What the task asks:
Repeat word for word the line with "Spot the palm tree trunk" and every line after it until the records below run out.

— Start of Dataset excerpts —

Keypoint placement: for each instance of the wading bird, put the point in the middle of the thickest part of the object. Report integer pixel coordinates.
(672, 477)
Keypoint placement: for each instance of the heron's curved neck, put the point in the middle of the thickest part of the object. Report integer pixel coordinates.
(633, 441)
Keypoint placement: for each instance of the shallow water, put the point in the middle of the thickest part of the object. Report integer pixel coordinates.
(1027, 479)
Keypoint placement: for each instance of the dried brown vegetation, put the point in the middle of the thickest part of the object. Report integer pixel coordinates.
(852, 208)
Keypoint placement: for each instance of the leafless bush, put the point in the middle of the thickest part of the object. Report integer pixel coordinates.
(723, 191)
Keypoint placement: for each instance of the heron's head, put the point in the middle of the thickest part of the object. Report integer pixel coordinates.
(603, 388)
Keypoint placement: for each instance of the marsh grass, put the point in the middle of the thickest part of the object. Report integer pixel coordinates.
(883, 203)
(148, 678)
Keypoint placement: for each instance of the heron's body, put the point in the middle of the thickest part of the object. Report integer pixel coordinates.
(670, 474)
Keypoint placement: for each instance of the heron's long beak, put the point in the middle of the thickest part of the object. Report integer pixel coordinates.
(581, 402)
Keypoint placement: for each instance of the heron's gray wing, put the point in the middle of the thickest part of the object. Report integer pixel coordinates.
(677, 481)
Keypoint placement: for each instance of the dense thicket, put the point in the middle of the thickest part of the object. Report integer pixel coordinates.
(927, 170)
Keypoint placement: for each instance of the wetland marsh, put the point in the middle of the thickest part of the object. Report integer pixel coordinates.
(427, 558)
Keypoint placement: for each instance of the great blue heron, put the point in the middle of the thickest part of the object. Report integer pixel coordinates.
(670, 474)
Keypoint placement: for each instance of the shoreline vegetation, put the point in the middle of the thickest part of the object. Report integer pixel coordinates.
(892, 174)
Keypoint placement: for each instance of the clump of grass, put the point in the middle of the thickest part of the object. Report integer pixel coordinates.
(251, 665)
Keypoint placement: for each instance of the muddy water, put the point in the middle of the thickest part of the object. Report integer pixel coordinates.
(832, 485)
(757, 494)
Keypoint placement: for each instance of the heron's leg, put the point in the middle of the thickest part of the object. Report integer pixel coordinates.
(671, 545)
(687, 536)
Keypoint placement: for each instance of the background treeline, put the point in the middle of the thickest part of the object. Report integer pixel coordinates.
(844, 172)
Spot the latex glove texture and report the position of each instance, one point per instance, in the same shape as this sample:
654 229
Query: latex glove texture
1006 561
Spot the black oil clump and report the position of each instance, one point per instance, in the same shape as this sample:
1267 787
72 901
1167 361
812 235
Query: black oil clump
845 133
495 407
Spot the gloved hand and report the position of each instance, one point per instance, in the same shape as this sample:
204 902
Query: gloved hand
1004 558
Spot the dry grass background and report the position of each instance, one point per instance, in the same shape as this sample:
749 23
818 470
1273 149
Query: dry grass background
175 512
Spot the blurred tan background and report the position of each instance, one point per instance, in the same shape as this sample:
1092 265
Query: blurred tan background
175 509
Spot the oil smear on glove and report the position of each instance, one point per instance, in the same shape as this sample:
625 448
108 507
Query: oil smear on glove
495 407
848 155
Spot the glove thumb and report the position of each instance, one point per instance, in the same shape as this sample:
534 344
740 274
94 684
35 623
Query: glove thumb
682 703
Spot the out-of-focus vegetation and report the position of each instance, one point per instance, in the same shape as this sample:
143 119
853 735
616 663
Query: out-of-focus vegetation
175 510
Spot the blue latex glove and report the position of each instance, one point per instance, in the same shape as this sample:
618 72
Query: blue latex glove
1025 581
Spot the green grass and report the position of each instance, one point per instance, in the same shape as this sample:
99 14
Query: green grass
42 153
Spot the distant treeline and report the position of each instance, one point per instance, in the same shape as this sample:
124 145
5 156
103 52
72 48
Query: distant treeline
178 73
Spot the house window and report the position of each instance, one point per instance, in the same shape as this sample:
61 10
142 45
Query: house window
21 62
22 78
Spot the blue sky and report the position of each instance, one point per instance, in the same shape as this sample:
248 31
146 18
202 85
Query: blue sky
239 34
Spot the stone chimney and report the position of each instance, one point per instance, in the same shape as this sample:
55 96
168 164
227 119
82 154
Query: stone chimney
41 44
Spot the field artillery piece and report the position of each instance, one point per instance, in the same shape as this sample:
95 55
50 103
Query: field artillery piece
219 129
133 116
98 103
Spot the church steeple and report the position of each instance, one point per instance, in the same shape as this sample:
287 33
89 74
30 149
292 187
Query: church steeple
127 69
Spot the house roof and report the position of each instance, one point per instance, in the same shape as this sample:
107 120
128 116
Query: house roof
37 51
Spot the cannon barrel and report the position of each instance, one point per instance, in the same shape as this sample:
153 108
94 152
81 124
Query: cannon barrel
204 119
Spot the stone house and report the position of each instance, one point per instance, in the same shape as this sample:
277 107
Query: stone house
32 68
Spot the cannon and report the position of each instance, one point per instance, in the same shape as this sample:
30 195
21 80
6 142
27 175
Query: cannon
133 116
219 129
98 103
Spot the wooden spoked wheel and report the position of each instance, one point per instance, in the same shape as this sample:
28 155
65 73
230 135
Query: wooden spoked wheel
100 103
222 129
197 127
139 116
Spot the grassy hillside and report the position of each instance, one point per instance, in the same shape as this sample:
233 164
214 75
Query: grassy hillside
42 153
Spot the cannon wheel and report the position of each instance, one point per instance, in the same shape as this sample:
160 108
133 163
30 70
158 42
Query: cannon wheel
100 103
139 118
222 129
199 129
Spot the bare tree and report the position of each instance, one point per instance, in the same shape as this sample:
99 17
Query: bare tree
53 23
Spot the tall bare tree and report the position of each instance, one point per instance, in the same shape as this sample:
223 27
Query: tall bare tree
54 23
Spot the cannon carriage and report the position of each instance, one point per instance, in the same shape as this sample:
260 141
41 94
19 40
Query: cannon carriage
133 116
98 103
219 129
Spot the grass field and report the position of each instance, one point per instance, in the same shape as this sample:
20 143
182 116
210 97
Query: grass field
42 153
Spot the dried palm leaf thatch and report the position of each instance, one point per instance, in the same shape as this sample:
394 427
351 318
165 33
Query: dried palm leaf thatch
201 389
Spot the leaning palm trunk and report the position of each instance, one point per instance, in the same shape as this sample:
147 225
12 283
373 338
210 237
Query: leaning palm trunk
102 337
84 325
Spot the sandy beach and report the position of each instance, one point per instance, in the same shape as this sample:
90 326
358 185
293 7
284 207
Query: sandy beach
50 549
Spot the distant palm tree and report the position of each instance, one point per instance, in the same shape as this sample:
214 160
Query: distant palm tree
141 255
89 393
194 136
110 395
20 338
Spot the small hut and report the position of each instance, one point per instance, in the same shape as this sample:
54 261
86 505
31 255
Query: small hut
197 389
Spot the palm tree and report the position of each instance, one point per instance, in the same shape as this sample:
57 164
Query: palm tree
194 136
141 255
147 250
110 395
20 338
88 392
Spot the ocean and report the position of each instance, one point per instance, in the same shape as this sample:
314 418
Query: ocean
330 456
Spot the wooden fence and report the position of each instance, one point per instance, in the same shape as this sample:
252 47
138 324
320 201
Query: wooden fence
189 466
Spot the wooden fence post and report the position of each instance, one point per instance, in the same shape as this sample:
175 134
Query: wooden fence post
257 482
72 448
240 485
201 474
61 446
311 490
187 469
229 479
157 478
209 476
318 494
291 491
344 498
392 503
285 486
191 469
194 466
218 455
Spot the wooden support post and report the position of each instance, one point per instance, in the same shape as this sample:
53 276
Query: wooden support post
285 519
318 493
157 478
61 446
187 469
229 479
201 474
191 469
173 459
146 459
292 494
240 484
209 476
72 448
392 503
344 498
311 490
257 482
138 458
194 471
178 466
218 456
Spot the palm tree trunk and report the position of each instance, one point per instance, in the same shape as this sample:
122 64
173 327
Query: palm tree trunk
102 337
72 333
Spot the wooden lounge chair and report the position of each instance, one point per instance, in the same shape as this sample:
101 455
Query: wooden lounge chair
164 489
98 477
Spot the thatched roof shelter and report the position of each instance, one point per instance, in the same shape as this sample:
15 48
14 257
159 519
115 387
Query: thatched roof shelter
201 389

— End of Dataset excerpts —

Solved exercise:
Spot the palm tree trunk and report the position of each instance, one point per instance, in the same shape as this sample:
122 64
173 327
Query: palm tree trunk
102 337
72 333
Spot the wooden lounge chair and report the position of each instance, one point per instance, in the same shape as this sample:
101 455
Query: wooden lounge chair
164 489
98 477
Spot the thatched roof shelter and report the position of each instance, one point per instance, in the same shape as this sample:
15 48
14 257
159 519
115 387
Query: thatched roof shelter
201 389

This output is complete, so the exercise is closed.